━━ PASSAGE
The Love of the Gopis

Bhagavan Baba has spoken about the gopis and their devotion to Lord Krishna on Krishna Janam Ashtamis [the day He was born] past. He has said that the inner eye and the inner senses are needed to grasp the meaning of their relationship. This year the festival falls on August 24th.

Kompella Subbaraya Sastry [a learned devotee] spoke about the incarnation of Krishna on earth, and read excerpts from the Bhagavatha [the epic on Krishna] describing the antecedents of His birth. All of you enjoyed listening to him, though many of you are listening to the story for the hundredth time; the story of the Lord does not lose its sweetness when repeated. Jnana, yoga, and karma (knowledge of supreme Self, meditation, and selfless action) are each hard to go through. However, like chutney, which has salt, chilies, and tamarind in the right proportion ground to a paste, bhakti [devotion] that is jnana, yoga and karma in the correct proportion, is bound to be appetizing to all tongues.

The Lord’s grace is a subject dear to everyone. It is a subject that is within the grasp of all. The Lord also can be addressed by any name that tastes sweet to your tongue or pictured in any form that appeals to your sense of wonder and awe. You can sing of Him as Muruga, Ganapathi, Sharada, Jesus, Maithreyi, Shakti, or you can call on Allah or the Formless, or the Master of all forms. It makes no difference at all. He is sarvanama and sarvaswarupa (all names and all forms). He is the beginning, the middle, and the end—the basis, the substance, and the source. So, any story that brings into your consciousness, His glory, His grace and His beauty, must perforce appeal to you.
━━━━
━━ INFORMATION SUPPLIED
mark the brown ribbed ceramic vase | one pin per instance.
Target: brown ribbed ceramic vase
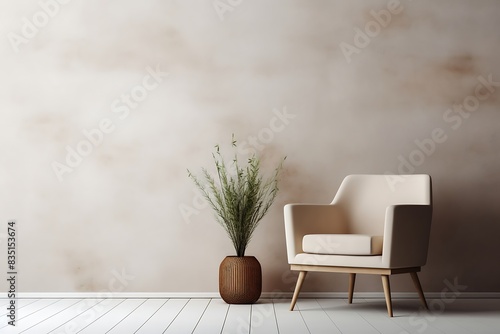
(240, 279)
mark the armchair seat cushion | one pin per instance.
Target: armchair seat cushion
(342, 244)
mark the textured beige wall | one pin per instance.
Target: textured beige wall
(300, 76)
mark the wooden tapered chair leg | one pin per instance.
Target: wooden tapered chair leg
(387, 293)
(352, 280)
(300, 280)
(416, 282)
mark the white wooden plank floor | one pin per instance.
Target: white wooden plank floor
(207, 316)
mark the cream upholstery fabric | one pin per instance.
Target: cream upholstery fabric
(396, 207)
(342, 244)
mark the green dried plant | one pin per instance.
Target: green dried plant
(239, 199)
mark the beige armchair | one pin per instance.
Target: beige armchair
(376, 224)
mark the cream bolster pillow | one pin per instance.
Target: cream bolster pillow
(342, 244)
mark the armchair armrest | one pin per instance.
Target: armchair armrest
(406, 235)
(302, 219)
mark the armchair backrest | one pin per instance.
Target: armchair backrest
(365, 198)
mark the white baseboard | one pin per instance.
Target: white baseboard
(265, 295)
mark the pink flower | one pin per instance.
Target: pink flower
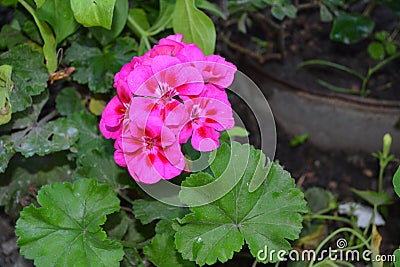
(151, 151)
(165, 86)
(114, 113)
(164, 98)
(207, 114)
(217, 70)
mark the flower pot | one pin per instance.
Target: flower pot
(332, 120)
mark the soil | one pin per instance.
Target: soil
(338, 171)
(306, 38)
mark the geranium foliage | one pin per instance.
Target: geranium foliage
━━━━
Write out the full piece titled "The Love of the Gopis" word for word, from the heading to its final sentence.

*THE ANSWER*:
The Love of the Gopis

Bhagavan Baba has spoken about the gopis and their devotion to Lord Krishna on Krishna Janam Ashtamis [the day He was born] past. He has said that the inner eye and the inner senses are needed to grasp the meaning of their relationship. This year the festival falls on August 24th.

Kompella Subbaraya Sastry [a learned devotee] spoke about the incarnation of Krishna on earth, and read excerpts from the Bhagavatha [the epic on Krishna] describing the antecedents of His birth. All of you enjoyed listening to him, though many of you are listening to the story for the hundredth time; the story of the Lord does not lose its sweetness when repeated. Jnana, yoga, and karma (knowledge of supreme Self, meditation, and selfless action) are each hard to go through. However, like chutney, which has salt, chilies, and tamarind in the right proportion ground to a paste, bhakti [devotion] that is jnana, yoga and karma in the correct proportion, is bound to be appetizing to all tongues.

The Lord’s grace is a subject dear to everyone. It is a subject that is within the grasp of all. The Lord also can be addressed by any name that tastes sweet to your tongue or pictured in any form that appeals to your sense of wonder and awe. You can sing of Him as Muruga, Ganapathi, Sharada, Jesus, Maithreyi, Shakti, or you can call on Allah or the Formless, or the Master of all forms. It makes no difference at all. He is sarvanama and sarvaswarupa (all names and all forms). He is the beginning, the middle, and the end—the basis, the substance, and the source. So, any story that brings into your consciousness, His glory, His grace and His beauty, must perforce appeal to you.